[PASSAGE]
-- start --

The star of the Pitch Perfect franchise, Up In The Air, Into the Woods as well as a string of other movies and stage performances was speaking at Inbound as an inspirational keynote and Kendrick hit the mark exquisitely.

She had the crowd in equal measures of rapture and laughter as she revealed she was uncomfortable with her social media presence initially because she was trying, but failing to put a Miss America version of herself out there.

“Initially there was all these people on Twitter who were claiming to be me and so I just got on and said: no this is me thanks. I didn’t think I was going to use it much and I felt like I was putting out a really sanitised version of myself, which felt safe to myself. It was safe, the tone of it was very inoffensive and … no-one really cared about it.”

Kendrick, who was nominated for a Broadway Tony Award when she was just 12, said she used to think of something silly or funny to say and she would hold it back from Twitter. Eventually she stopped holding it back and got the most amazing reaction.

“As soon as I said something that was a little bit honest or embarrassing or like kind of admitting a behaviour like having really petty motivations for certain things, people respond to things like that because we’re all so flawed and people like to see someone else say it first.

“I found it helped me a lot because I got to put a little bit of myself out in advance and so when I got to meet people in real life and couldn’t stop myself from saying something sarcastic people knew that was just how it was going to go.”

From there she found the more she was herself online, the better experiences she had with people in real life.

Kendrick, who has just finished hr first autobiagraphy Scrappy Little Nobody, said the most valuable thing “I’ve learned is that when you try and be authentic it just doesn’t work; people can smell it on you.”

Anna Kendrick trades of genuine humour and honesty
Anna Kendrick trades of genuine humour and honesty

She relayed the anecdote of when she was promoting Into the Woods she had a bunch of behind the scenes photographs that she wasn’t allowed to share with anyone for more than a year.

“A week leading up to the release I thought I would just do a photo a day until the movie came out. It got such a big reaction, Disney got so excited about it. Since then, some other studios have asked me if I would do something similar for other movies and I just don’t want to because they know! People are savvy, you’re not fooling anybody. So coming from somewhere that is genuinely organic is the most important thing.”

-- end --

[PROBLEM TO SOLVE] In the passage on Anna Kendrick's Inbound keynote, what prompted her to first get on Twitter?

[MATERIAL]
-- start --

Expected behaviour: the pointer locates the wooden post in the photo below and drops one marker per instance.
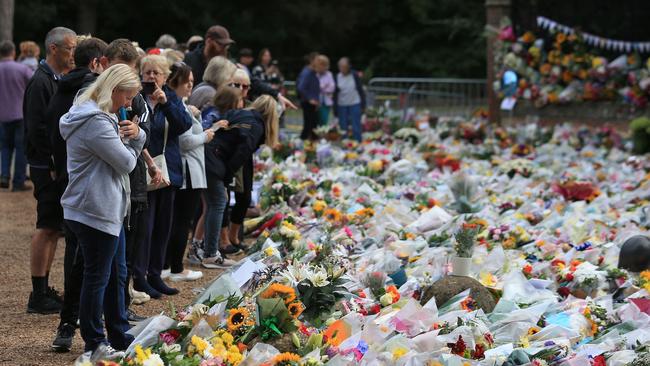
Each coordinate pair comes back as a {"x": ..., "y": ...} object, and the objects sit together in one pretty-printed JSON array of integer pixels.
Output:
[{"x": 495, "y": 10}]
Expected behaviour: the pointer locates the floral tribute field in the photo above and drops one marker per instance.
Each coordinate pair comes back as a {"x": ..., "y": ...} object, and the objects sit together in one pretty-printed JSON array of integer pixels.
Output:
[{"x": 352, "y": 236}]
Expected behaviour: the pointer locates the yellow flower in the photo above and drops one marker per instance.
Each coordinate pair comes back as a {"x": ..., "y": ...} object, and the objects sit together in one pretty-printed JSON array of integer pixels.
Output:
[
  {"x": 375, "y": 165},
  {"x": 319, "y": 206},
  {"x": 200, "y": 344},
  {"x": 141, "y": 355},
  {"x": 285, "y": 358},
  {"x": 227, "y": 337},
  {"x": 399, "y": 353},
  {"x": 270, "y": 251},
  {"x": 236, "y": 320},
  {"x": 487, "y": 279},
  {"x": 351, "y": 155},
  {"x": 332, "y": 215}
]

-- end --

[WRITTEN ANSWER] People on Twitter were claiming to be her.